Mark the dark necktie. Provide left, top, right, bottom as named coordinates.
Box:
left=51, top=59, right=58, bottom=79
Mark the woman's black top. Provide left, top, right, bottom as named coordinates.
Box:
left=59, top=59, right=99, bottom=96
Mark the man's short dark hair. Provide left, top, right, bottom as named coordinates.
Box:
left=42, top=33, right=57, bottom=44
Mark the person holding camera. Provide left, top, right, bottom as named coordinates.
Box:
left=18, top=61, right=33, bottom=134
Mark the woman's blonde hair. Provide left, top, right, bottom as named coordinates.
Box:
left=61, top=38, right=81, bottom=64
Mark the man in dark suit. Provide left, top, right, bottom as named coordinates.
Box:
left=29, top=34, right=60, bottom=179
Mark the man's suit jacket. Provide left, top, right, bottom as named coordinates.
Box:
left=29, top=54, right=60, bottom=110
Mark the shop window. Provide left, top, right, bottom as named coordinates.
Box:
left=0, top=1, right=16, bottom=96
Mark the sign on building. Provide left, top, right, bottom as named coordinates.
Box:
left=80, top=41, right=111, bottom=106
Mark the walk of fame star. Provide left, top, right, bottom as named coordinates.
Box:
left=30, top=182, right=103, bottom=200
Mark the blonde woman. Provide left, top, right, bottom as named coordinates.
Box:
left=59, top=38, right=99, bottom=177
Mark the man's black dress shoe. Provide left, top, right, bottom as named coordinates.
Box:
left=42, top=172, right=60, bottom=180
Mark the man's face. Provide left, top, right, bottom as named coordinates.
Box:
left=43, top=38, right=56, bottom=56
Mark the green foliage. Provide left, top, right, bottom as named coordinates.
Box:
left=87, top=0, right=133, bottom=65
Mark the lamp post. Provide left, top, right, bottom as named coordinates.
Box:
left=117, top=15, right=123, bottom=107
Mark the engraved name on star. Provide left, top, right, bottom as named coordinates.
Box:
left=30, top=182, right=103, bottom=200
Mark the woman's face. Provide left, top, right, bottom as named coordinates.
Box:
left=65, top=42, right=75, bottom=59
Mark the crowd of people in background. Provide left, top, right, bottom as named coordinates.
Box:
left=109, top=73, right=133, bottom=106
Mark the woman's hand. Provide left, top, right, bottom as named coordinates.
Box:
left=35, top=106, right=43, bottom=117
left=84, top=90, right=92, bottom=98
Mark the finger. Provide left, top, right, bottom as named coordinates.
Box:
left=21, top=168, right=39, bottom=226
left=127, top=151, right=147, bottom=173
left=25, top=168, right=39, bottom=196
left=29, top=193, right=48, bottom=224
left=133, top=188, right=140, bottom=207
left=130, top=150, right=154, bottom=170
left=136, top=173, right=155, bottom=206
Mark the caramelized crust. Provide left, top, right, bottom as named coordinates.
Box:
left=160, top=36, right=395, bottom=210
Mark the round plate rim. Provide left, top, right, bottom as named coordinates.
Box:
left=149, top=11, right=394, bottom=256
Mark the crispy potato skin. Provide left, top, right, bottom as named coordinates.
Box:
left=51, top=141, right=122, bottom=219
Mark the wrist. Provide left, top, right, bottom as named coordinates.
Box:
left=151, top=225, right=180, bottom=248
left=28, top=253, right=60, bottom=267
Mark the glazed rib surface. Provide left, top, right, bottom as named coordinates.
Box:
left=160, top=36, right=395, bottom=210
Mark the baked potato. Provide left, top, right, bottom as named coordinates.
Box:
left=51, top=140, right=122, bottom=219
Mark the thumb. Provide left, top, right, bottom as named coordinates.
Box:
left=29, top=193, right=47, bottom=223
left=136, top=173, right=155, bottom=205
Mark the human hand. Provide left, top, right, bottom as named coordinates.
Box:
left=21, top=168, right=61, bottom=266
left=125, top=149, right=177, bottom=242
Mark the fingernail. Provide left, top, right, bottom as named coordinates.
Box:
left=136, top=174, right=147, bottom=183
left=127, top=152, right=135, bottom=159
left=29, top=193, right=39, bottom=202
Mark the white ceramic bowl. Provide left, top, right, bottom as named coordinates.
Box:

━━━

Can you recast the items above, from the line containing "Mark the wrist." through the last line, as a JSON list of strings with one string per line and blank lines omitted?

[
  "Mark the wrist. Provide left, top, right, bottom as named coordinates.",
  "Box:",
  "left=151, top=225, right=180, bottom=248",
  "left=28, top=253, right=60, bottom=267",
  "Mark the glazed rib surface. Provide left, top, right, bottom as named coordinates.",
  "Box:",
  "left=160, top=36, right=395, bottom=210",
  "Mark the baked potato. Provide left, top, right, bottom as named coordinates.",
  "Box:",
  "left=51, top=140, right=122, bottom=219",
  "Mark the thumb. Provide left, top, right, bottom as named coordinates.",
  "Box:",
  "left=29, top=193, right=47, bottom=223",
  "left=136, top=173, right=155, bottom=205",
  "Mark the human hand. Provide left, top, right, bottom as named coordinates.",
  "Box:",
  "left=21, top=168, right=61, bottom=266",
  "left=125, top=149, right=177, bottom=242",
  "Mark the fingernail. Provide left, top, right, bottom as named coordinates.",
  "Box:",
  "left=136, top=174, right=147, bottom=183",
  "left=127, top=152, right=135, bottom=159",
  "left=29, top=193, right=39, bottom=202",
  "Mark the white ceramic bowl. Provide left, top, right, bottom as named coordinates.",
  "Box:"
]